▸ **GIVEN DATA**:
=-=-=-=-=

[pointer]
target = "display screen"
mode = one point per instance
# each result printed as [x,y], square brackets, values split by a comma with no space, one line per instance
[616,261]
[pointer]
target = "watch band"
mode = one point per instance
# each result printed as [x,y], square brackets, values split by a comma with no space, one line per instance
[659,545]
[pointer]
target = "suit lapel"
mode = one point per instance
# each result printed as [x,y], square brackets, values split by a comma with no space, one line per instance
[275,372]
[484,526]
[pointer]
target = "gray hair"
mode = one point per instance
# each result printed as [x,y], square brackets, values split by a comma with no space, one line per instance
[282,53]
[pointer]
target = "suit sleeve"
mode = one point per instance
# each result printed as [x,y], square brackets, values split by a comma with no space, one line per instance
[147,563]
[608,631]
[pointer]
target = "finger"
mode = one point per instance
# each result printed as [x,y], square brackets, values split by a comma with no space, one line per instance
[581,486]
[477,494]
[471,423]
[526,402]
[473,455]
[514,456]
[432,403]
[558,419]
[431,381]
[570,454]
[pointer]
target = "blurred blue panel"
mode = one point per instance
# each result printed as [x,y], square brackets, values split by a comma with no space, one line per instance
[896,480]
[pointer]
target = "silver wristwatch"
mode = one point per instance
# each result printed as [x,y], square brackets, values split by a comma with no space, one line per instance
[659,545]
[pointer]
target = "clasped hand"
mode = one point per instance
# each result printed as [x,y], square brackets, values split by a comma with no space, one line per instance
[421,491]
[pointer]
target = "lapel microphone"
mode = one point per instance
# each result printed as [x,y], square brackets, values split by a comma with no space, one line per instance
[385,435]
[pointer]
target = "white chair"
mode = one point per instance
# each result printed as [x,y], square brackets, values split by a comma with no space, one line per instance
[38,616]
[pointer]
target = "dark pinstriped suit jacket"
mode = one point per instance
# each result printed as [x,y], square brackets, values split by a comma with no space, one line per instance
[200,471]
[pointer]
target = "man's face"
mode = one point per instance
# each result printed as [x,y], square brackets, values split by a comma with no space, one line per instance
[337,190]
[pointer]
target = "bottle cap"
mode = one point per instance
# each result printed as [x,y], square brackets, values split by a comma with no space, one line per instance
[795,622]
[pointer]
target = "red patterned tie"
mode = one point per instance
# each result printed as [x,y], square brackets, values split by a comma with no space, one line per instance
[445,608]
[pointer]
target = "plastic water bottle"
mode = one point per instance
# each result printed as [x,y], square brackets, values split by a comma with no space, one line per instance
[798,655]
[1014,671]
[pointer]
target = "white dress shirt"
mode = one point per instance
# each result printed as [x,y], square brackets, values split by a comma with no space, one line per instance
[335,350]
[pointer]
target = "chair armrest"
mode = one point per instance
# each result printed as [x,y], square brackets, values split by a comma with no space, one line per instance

=-=-=-=-=

▸ **EXERCISE AIM**:
Which lines of the entries contain the word "chair"? Find each one and copy it.

▸ **FINISHED TASK**:
target = "white chair"
target = "chair armrest"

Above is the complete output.